■ **EXERCISE DETAILS**
Write the line that includes "499, row 378." and all subsequent lines, exactly as written, and nothing more.

[Records]
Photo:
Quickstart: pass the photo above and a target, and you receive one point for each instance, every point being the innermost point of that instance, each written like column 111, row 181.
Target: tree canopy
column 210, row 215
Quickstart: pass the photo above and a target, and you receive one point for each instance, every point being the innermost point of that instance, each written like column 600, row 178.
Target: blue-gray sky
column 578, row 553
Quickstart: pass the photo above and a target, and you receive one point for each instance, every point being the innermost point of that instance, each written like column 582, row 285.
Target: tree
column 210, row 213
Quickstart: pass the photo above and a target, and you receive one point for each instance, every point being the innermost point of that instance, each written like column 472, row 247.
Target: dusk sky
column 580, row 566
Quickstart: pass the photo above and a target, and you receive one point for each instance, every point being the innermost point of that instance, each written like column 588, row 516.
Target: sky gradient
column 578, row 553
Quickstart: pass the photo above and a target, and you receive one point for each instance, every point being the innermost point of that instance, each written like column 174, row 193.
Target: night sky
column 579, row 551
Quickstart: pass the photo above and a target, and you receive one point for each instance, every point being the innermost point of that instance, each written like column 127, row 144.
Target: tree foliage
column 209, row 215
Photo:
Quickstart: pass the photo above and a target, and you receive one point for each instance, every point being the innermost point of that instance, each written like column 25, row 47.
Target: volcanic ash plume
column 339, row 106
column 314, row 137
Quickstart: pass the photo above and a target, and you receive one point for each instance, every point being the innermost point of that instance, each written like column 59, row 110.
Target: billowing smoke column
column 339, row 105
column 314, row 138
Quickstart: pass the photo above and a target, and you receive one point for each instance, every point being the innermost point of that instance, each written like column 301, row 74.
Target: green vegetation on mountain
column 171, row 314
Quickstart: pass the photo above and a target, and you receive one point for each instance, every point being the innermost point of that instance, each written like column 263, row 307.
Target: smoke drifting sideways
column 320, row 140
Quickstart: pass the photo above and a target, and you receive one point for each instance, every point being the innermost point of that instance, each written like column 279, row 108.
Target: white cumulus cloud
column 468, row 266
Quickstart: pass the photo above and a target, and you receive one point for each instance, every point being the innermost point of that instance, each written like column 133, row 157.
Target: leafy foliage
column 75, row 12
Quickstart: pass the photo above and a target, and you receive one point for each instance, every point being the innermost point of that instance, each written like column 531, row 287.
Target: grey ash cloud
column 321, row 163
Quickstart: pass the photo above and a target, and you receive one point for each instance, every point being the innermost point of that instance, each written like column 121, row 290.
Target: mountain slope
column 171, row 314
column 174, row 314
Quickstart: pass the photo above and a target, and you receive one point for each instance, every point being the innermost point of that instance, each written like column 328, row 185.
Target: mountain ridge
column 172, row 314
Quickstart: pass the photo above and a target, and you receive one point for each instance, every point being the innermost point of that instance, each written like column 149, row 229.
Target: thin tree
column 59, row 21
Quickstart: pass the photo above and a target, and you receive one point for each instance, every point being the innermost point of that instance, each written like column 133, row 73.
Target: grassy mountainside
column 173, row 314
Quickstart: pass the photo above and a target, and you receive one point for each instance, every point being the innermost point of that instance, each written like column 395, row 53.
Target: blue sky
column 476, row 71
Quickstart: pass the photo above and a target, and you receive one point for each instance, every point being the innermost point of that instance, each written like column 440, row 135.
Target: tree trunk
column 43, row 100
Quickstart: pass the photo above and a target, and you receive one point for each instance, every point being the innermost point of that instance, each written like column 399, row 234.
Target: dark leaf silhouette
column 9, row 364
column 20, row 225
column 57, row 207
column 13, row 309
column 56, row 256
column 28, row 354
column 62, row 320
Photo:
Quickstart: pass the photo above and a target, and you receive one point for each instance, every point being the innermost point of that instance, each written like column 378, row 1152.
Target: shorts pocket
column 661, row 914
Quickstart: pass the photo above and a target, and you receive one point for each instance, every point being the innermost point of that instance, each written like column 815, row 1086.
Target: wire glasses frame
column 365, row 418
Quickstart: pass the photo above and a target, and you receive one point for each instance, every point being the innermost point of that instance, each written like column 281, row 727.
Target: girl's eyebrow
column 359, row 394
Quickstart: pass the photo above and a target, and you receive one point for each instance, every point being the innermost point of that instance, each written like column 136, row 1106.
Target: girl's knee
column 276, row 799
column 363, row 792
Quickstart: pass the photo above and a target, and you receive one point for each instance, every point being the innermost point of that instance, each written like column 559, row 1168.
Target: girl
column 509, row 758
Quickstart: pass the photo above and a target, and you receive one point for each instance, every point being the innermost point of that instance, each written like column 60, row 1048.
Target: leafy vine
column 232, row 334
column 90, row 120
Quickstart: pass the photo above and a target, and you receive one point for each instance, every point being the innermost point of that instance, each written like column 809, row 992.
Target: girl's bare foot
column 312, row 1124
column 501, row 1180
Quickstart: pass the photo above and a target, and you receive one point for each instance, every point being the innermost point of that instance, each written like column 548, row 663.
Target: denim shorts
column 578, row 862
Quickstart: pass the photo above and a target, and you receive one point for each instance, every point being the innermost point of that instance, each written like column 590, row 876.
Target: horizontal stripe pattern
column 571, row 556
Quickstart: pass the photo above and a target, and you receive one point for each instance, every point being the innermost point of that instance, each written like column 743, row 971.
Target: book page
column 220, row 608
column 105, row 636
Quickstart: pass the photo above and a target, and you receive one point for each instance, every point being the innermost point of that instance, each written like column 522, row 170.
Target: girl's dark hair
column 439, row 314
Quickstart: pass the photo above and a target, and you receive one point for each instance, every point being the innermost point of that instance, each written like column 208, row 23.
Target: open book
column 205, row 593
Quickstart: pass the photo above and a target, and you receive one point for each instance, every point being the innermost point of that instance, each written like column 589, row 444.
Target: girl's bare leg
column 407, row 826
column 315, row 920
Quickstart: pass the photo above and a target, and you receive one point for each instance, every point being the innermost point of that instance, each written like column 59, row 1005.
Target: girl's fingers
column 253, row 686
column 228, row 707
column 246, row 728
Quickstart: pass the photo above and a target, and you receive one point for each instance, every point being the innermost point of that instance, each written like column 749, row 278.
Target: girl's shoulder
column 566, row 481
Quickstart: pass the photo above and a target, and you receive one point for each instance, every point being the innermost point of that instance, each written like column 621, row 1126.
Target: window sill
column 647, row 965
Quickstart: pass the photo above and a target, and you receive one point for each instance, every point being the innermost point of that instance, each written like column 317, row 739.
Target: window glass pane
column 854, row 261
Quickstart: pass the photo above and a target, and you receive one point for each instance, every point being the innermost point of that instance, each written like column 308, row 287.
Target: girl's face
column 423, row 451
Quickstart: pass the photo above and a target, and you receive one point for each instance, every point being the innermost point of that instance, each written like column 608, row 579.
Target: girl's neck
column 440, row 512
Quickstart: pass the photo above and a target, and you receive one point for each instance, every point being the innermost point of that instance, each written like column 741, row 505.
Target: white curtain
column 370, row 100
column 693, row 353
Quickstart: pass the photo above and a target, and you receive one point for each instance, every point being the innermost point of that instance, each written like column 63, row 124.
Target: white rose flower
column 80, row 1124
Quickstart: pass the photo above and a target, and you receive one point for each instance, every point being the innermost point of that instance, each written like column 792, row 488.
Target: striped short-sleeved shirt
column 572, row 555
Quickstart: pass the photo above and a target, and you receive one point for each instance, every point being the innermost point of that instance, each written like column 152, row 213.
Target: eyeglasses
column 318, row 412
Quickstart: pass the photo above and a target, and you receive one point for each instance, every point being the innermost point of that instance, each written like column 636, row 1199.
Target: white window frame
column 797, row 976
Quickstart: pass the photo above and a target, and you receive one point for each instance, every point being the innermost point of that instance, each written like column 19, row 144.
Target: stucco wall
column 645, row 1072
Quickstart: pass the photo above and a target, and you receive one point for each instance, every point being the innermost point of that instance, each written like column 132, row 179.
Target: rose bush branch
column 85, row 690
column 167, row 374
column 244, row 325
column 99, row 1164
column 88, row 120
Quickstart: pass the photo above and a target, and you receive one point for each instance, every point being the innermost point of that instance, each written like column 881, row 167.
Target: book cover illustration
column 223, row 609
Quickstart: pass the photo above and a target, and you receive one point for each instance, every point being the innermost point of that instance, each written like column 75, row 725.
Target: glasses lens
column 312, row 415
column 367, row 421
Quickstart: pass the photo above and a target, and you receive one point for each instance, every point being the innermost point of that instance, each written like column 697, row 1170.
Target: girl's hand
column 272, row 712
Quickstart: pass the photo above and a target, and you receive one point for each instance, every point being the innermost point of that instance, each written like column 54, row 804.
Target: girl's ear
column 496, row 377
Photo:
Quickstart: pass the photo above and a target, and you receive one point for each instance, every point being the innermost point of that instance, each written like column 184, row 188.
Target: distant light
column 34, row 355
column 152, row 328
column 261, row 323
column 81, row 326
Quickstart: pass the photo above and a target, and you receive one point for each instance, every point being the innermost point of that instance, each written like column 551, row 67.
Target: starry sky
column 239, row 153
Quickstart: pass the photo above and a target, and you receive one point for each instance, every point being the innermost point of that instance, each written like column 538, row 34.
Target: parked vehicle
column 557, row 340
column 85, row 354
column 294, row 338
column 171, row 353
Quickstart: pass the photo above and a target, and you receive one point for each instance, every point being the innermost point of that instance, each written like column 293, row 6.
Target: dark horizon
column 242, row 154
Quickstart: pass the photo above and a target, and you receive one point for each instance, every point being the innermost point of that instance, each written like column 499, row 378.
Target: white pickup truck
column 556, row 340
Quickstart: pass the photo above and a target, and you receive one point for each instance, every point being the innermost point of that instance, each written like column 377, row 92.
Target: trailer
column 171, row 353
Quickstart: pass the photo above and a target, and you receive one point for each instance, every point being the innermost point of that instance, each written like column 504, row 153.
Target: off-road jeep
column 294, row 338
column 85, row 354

■ **FULL OUTPUT**
Quickstart: pass the photo above and a target, and you receive one point for each instance, every point being the innermost point of that instance, each written like column 499, row 378.
Target: white pickup truck
column 556, row 340
Quickstart: pass the photo above and a target, and you receive one point for each instance, every point being the innermost point of that instance, each written like column 377, row 92.
Target: trailer
column 171, row 353
Quickstart: pass the photo above and a target, and you receive one point for each instance, every point being the innermost point of that instance, each written like column 504, row 153.
Target: off-road jeep
column 294, row 338
column 85, row 354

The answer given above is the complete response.